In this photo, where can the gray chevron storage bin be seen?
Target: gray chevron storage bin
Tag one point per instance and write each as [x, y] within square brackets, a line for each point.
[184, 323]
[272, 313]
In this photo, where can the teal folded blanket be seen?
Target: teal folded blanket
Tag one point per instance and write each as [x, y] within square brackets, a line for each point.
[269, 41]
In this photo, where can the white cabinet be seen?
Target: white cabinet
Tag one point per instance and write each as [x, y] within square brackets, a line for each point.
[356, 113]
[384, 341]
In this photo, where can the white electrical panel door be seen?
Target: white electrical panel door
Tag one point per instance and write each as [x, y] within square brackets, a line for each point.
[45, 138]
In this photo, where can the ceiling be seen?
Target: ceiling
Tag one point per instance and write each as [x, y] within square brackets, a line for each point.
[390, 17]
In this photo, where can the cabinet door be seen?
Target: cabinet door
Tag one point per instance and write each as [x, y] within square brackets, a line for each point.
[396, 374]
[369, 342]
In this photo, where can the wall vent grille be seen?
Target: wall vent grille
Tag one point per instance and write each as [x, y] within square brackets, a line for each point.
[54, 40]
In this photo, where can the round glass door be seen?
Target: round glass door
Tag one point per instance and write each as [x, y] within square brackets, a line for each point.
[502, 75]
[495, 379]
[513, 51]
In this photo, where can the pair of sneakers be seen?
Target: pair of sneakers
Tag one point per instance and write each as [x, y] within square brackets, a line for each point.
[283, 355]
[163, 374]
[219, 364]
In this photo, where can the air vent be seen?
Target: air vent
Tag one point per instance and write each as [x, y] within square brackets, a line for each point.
******************************
> [WHAT IS EXPECTED]: Please retype the whole of the material above exactly.

> [FINISHED TASK]:
In this photo, where can the gray chevron storage bin be seen?
Target: gray chevron storage bin
Tag one point per instance and write each as [x, y] within square brackets, a line for each point.
[184, 323]
[272, 313]
In this photo, where can the teal folded blanket be seen?
Target: teal folded blanket
Tag one point per instance and write each as [x, y] within square brackets, a line for each point.
[269, 41]
In this photo, where can the white cabinet be seen?
Target: white cabinet
Tag one point per instance and write each as [x, y] within square brackets, a line for each point.
[356, 113]
[384, 341]
In this photo, where can the white electrical panel door be seen?
Target: white electrical panel door
Tag one point per instance and write each as [x, y] within square brackets, a line for each point.
[45, 138]
In this photo, where can the ceiling be seen?
Target: ceiling
Tag one point per instance and write each as [x, y] within square brackets, a line for each point.
[390, 17]
In this photo, where can the cabinet door be seen?
Target: cabinet door
Tag one point per instance and write each as [x, y] within square brackets, a line for each point.
[396, 374]
[369, 342]
In this photo, where can the wall vent grille be seen?
Target: wall vent grille
Tag one point per instance and write each as [x, y] within square brackets, a line for each point.
[54, 40]
In this photo, where can the round glass door be seen?
Target: round glass door
Tag one point per instance and write each as [x, y] within square brackets, a line for each point.
[502, 75]
[495, 379]
[513, 51]
In this photo, where can the pair of sneakers be seen?
Target: pair of sneakers
Tag one point per instance and write each as [x, y] within square brackets, a line for each point.
[283, 355]
[163, 374]
[219, 364]
In this photo, where can the air vent be seen?
Target: air vent
Tag one point per instance and write each as [x, y] within square brackets, a line for each point.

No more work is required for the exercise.